* Consegna A: Nel commento sull'operazione-Letta, con quale aumento Letta propone di finanziare una dote per i giovani?
* Consegna B: Elenca tutti i nomi propri di persona, di luogo o di partito presenti nel commento sull'operazione-Letta. Se un nome ricorre in forme diverse, contalo una sola volta.
* Consegna C: Scrivi il seguito del commento sull'operazione-Letta, riprendendo dopo la sua ultima frase.

* Estratto della pagina:

>>>>

L’operazione-Letta non sta funzionando: tutte le recenti mosse del Partito democratico per spostare a sinistra l’asse politico del governo Draghi sono state praticamente tutte respinte al mittente. Non c’è finora un solo risultato concreto che il segretario venuto da Parigi possa sventolare, né sui temi sociali né su quelli di principio: ed è una cosa ben strana tenendo conto che il Pd nella maggioranza ha un peso politico notevolissimo e un capo del governo certo non insensibile a istanze di progresso. E allora, come mai zeru tituli?
Guardiamo brevemente i fatti. La proposta di Letta di aumentare le tasse di successione per finanziare una dote per i giovani è stata di fatto bruciata. Lo sa anche il segretario che dopo aver buttato il sasso in piccionaia ha chiarito che la proposta, semmai vedrà la luce, sarà contenuta nella riforma generale del fisco che Mario Draghi ha annunciato per i prossimi mesi, il che poteva essere detto subito invece di montare una piccola campagna di propaganda per ragioni di pur legittima visibilità.

<<<<

* Dati riportati:

>>>>

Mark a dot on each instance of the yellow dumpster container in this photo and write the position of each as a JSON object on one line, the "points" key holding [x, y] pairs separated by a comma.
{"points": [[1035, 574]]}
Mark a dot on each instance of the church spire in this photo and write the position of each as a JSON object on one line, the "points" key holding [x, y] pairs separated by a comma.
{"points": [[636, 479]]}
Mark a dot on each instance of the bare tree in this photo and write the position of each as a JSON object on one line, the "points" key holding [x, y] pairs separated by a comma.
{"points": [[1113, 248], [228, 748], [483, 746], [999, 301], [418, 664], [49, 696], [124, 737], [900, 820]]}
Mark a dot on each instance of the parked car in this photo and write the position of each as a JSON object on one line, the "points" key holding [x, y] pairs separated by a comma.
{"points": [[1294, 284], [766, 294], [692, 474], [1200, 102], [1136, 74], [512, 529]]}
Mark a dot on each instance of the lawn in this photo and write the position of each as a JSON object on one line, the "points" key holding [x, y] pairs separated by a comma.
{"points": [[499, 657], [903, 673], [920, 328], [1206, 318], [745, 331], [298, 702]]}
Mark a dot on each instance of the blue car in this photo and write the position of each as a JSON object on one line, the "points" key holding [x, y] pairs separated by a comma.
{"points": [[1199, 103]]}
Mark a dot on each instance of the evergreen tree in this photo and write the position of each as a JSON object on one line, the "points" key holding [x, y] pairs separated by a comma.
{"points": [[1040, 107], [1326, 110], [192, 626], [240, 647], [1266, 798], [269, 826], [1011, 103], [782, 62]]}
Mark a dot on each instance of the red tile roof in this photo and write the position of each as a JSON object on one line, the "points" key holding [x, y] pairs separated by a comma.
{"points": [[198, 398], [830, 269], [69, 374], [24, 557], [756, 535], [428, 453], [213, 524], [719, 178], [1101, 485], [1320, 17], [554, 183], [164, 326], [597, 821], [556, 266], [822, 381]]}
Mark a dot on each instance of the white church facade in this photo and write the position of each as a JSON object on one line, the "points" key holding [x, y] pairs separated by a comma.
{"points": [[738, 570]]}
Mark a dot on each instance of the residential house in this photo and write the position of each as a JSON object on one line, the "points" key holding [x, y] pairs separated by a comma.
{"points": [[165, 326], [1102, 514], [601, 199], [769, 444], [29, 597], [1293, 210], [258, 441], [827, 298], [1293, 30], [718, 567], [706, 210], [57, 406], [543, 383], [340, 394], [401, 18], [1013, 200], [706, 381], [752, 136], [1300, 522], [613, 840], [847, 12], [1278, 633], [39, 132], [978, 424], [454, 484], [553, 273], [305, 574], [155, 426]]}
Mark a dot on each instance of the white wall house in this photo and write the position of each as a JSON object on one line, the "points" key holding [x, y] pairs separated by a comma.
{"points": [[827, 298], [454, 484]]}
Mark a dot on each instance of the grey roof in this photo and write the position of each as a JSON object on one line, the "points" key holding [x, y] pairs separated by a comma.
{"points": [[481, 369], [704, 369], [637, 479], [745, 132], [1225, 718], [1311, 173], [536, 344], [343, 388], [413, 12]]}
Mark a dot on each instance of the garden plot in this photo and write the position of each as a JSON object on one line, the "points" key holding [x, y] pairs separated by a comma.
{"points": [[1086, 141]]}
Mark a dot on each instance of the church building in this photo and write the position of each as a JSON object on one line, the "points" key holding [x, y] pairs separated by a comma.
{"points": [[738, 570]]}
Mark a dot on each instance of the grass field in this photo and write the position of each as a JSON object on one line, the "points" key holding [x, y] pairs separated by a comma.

<<<<
>>>>

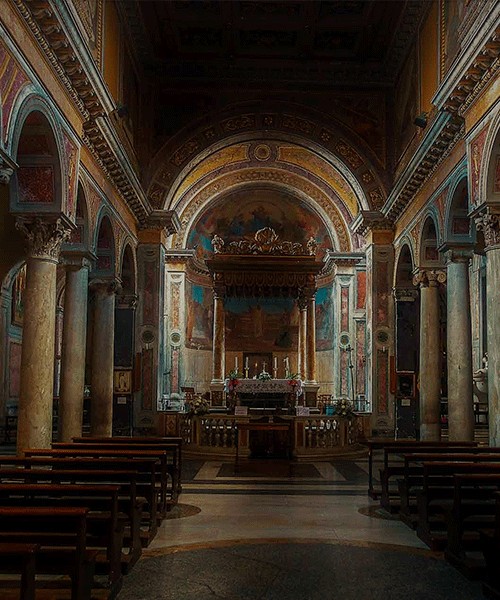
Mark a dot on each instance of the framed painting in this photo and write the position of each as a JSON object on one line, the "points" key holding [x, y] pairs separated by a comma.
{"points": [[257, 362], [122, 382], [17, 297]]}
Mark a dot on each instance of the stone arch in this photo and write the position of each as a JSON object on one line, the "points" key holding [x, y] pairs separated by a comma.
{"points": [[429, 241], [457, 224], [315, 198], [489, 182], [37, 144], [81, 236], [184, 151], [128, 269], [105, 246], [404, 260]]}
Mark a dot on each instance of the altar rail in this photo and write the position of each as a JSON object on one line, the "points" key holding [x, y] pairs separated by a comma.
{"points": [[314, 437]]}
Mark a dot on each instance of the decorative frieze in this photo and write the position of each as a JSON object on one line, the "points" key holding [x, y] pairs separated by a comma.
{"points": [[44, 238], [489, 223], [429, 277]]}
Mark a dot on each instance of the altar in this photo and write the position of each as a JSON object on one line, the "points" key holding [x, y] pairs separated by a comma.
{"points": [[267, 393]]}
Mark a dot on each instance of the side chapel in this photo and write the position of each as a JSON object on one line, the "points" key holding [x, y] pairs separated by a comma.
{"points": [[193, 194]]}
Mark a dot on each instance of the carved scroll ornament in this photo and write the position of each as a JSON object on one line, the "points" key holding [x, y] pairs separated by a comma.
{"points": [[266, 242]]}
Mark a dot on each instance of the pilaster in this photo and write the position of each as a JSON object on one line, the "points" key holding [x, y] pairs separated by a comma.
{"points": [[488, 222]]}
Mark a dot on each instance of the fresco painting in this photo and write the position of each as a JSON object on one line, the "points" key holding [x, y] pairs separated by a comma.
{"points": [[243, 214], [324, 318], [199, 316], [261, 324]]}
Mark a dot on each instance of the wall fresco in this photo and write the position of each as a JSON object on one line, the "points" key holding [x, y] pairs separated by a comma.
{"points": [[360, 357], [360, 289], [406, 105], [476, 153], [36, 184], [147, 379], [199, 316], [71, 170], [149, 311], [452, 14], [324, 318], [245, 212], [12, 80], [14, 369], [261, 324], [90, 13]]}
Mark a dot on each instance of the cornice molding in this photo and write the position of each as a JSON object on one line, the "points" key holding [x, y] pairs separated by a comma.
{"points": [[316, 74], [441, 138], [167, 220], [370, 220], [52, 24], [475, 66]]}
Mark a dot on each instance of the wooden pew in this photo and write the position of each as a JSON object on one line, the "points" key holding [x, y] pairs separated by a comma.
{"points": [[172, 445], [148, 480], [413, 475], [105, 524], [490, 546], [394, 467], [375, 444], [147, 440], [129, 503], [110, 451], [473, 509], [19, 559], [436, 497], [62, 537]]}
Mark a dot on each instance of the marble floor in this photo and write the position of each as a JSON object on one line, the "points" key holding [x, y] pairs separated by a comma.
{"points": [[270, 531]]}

<<<<

* Soluzione A: Con l'aumento delle tasse di successione.

* Soluzione B: Letta, Partito democratico (Pd), Mario Draghi, Parigi

* Soluzione C:
Sul tema dei licenziamenti, il ministro Andrea Orlando, che nel governo rappresenta la sinistra senza aggettivi e che riceve gli apprezzamenti di Peppe Provenzano e Roberto Speranza più che di Mario Draghi, ha dovuto subire uno stop alla sua proposta di proroga del blocco dei licenziamenti, peraltro a quanto sembra portata in Consiglio dei ministri un po’ alla chetichella. Il ministro si è scontrato con la rigidità di Confindustria, le critiche di segno opposto dei sindacati e con il presidente del Consiglio che si rende conto di un fatto oggettivo: che bisogna prepararsi a gestire un problema sociale e non a esorcizzarlo.
Sulla legge Zan, che non sta facendo passi avanti, anzi, il Governo non c’entra. Ma viene comunque da chiedersi come sia possibile che stia prevalendo l’ostruzionismo della destra (grazie a una incredibile gestione del presidente della commissione giustizia, il leghista Ostellari diventato famoso per l’attacco di Fedez più che di Zanda e degli altri senatori dem) malgrado in Senato vi possa essere una maggioranza laica che evidentemente è sulla difensiva.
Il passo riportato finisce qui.